• [TASK DESCRIPTION] Each line in the entries that has the word "below" has to be copied.

• [RECORDS FOR THIS EXERCISE]
+-------+
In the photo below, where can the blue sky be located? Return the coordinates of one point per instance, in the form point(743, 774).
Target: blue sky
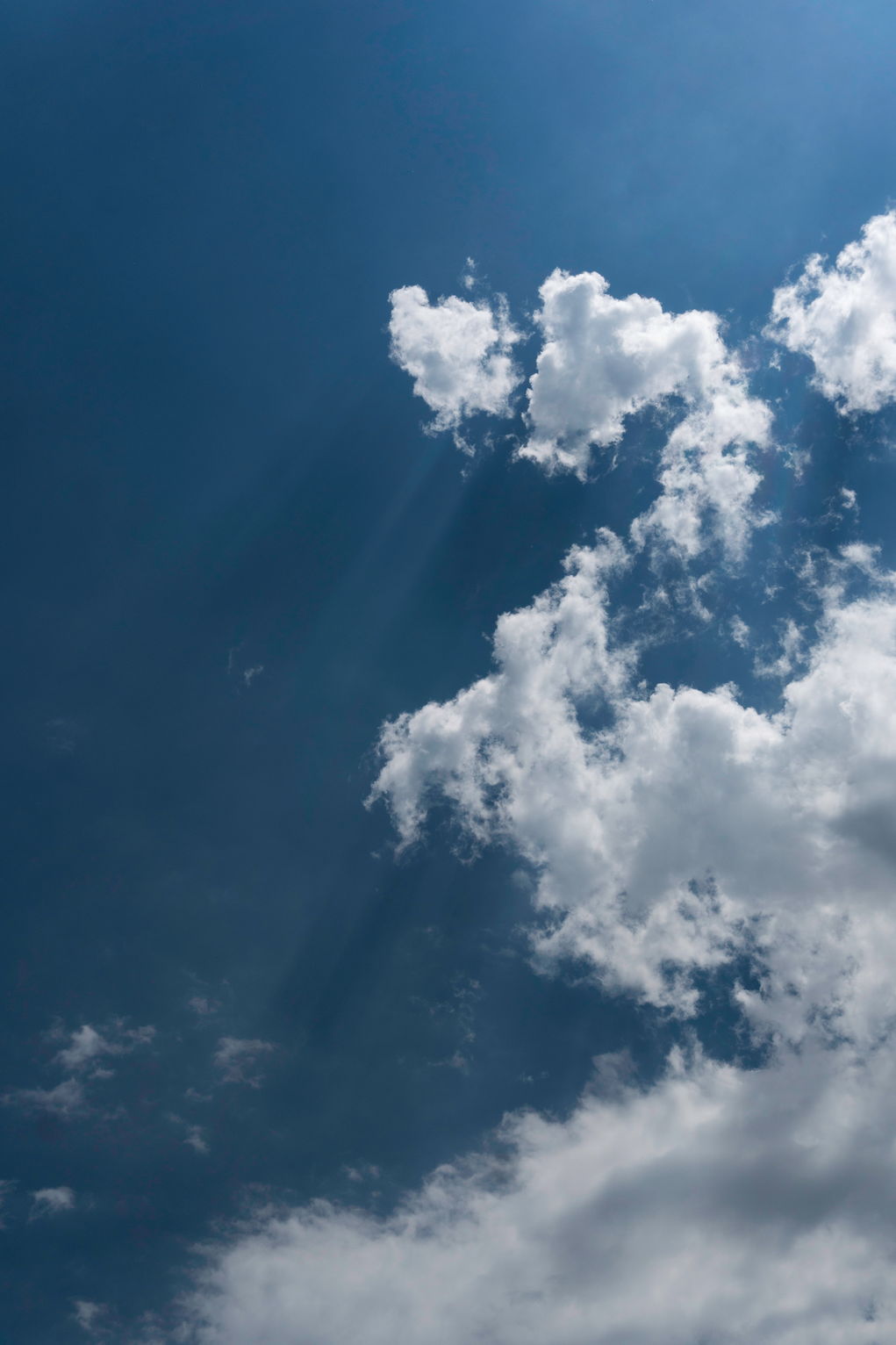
point(237, 548)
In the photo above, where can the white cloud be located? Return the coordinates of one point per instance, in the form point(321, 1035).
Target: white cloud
point(456, 351)
point(239, 1059)
point(603, 359)
point(691, 826)
point(721, 1205)
point(843, 318)
point(66, 1099)
point(52, 1200)
point(88, 1316)
point(196, 1140)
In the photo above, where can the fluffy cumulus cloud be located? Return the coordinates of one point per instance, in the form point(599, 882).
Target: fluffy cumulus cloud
point(602, 361)
point(459, 354)
point(671, 833)
point(843, 318)
point(689, 826)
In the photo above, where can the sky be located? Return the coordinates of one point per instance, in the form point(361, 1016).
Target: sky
point(449, 692)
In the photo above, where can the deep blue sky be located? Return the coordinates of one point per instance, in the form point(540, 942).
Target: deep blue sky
point(211, 465)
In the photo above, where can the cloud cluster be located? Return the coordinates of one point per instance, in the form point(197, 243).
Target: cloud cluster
point(843, 318)
point(237, 1060)
point(602, 361)
point(456, 351)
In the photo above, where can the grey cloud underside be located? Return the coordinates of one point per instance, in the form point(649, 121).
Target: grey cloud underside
point(843, 319)
point(723, 1204)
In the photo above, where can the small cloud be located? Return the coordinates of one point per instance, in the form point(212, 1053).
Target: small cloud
point(52, 1200)
point(237, 1060)
point(88, 1043)
point(363, 1172)
point(196, 1140)
point(65, 1100)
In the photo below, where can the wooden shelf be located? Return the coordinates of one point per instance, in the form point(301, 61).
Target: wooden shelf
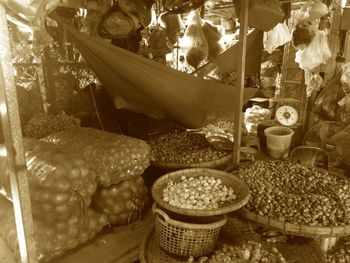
point(115, 244)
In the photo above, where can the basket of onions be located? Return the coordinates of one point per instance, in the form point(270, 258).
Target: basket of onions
point(200, 192)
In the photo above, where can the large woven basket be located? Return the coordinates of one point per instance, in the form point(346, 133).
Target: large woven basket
point(240, 189)
point(187, 239)
point(295, 229)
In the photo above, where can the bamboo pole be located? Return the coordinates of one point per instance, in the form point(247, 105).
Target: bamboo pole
point(14, 146)
point(243, 31)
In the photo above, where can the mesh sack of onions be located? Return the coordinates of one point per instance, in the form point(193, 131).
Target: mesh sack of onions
point(53, 239)
point(114, 157)
point(123, 202)
point(60, 181)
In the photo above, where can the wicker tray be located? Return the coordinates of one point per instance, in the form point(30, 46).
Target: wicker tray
point(295, 229)
point(240, 188)
point(299, 250)
point(213, 164)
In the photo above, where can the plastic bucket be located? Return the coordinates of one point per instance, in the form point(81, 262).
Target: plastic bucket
point(278, 140)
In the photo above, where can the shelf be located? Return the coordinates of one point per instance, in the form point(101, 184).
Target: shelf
point(116, 244)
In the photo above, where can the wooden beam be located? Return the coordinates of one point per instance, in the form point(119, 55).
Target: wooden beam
point(243, 31)
point(14, 145)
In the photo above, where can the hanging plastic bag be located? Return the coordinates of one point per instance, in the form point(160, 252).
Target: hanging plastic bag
point(315, 54)
point(326, 104)
point(276, 37)
point(213, 37)
point(194, 41)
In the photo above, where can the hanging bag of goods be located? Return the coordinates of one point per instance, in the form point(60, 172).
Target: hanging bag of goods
point(53, 240)
point(61, 182)
point(113, 157)
point(182, 6)
point(194, 41)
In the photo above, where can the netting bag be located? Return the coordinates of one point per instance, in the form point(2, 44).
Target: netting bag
point(122, 202)
point(113, 157)
point(53, 240)
point(276, 37)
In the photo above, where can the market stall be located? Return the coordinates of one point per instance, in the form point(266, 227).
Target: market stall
point(174, 131)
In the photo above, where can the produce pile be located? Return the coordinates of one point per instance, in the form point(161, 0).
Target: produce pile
point(123, 202)
point(198, 193)
point(290, 192)
point(182, 147)
point(113, 157)
point(61, 182)
point(43, 124)
point(244, 253)
point(340, 253)
point(53, 240)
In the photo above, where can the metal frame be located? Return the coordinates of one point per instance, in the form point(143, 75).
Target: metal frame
point(14, 145)
point(243, 31)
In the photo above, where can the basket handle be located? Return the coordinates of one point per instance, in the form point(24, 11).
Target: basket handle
point(160, 212)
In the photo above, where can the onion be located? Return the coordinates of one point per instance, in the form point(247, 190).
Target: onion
point(59, 199)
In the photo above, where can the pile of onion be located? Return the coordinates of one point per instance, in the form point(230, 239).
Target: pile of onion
point(60, 181)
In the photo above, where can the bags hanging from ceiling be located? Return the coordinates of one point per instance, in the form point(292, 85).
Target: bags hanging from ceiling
point(153, 86)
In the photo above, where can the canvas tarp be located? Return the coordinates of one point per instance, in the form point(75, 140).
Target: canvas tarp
point(153, 87)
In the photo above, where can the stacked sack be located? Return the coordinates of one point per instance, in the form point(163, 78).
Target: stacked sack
point(53, 240)
point(61, 186)
point(118, 161)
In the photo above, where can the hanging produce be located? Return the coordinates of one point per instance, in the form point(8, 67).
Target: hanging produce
+-------+
• [RESPONSE]
In the photo below, where can the blue sky be located? Return the coordinates of one point per instance, in the form point(743, 774).
In the photo below, where can the wooden shelf be located? Return the coordinates of one point per instance, in the form point(301, 61).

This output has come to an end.